**BRANO ESTRATTO:**
··········
Cass. civ. Sez. II, Sent., 29-02-2012, n. 3132 Risoluzione del contratto per inadempimento

Sentenza scelta dal dott. Domenico Cirasole direttore del sito giuridico http://www.gadit.it/
Svolgimento del processo

1. – Con atto di citazione notificato in data 29 ottobre 2001, C.V., C.A., C.V., Pe.Vi. e M.R. convennero in giudizio, dinanzi al Tribunale di Isernia, P.E., per sentire dichiarare la risoluzione, per grave inadempimento del convenuto, del contratto preliminare di compravendita sottoscritto in data 12 maggio 2000 e modificato parzialmente con atto del 30 maggio 2001, con condanna al rilascio delle tre unità abitative e degli annessi terreni e con condanna al risarcimento del danno.

Si costituì il convenuto, resistendo e chiedendo in via preliminare l’autorizzazione alla chiamata in causa della Fondazione San Eugenio, con sede in (OMISSIS). In via riconvenzionale, il convenuto domandò la pronuncia di sentenza ex art. 2932 cod. civ. che tenesse luogo del contratto non concluso e, subordinatamente, la risoluzione del contratto per inadempimento degli attori, con ogni consequenziale condanna.

In corso di causa, il Giudice istruttore revocò il decreto di autorizzazione alla chiamata del terzo.

Il Tribunale di Isernia, con sentenza in data 11 giugno 2004, dichiarò risolto il contratto preliminare per grave inadempimento del P., condannandolo al rilascio degli immobili e al risarcimento del danno, quantificato in Euro 84.000, oltre accessori.

2. – La Corte d’appello di Campobasso, con sentenza resa pubblica mediante deposito in cancelleria il 20 gennaio 2010, ha estromesso dal giudizio la Fondazione San Eugenio ed ha rigettato il gravame del P., condannando l’appellante e l’appellata Fondazione alla rifusione delle spese processuali.
··········
**Voci della raccolta:**

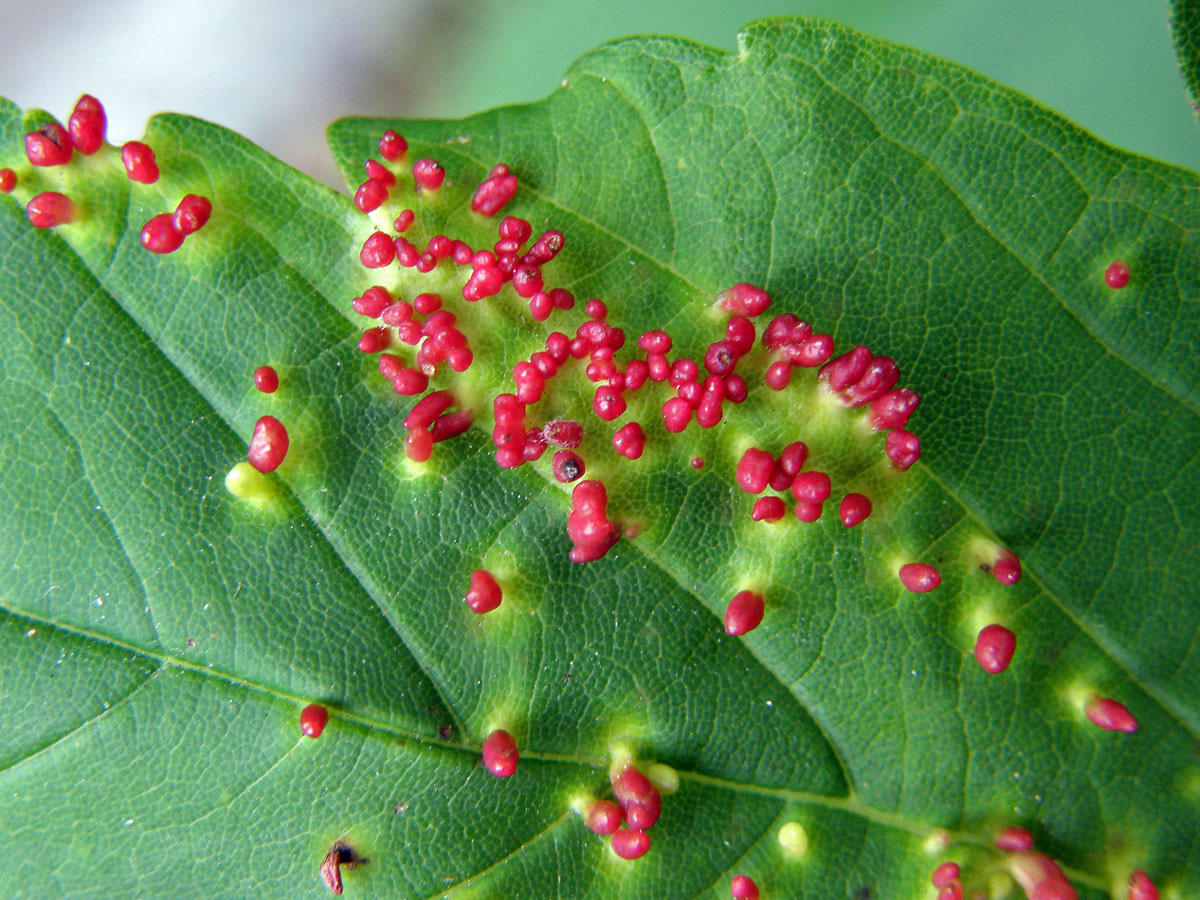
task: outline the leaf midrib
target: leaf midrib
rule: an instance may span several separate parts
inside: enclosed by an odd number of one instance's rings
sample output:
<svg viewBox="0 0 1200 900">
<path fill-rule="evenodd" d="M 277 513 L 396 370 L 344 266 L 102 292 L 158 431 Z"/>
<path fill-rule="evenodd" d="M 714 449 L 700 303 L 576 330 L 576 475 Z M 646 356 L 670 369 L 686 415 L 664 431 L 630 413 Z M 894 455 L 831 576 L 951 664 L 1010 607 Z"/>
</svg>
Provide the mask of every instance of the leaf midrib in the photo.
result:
··········
**QUESITO A:**
Rispondi in base al brano estratto:
(i) In quale data fu notificato l'atto di citazione?
(ii) A quanto ammontava il risarcimento del danno stabilito dal Tribunale di Isernia?
(iii) Quale corte ha rigettato il gravame del P.?
**QUESITO B:**
Ripeti fedelmente il passo del brano estratto da "In corso di" a "84.000, oltre accessori.".

**RISPOSTA CORRETTA A:**
(i) Il 29 ottobre 2001.
(ii) A Euro 84.000, oltre accessori.
(iii) La Corte d'appello di Campobasso.

**RISPOSTA CORRETTA B:**
In corso di causa, il Giudice istruttore revocò il decreto di autorizzazione alla chiamata del terzo.

Il Tribunale di Isernia, con sentenza in data 11 giugno 2004, dichiarò risolto il contratto preliminare per grave inadempimento del P., condannandolo al rilascio degli immobili e al risarcimento del danno, quantificato in Euro 84.000, oltre accessori.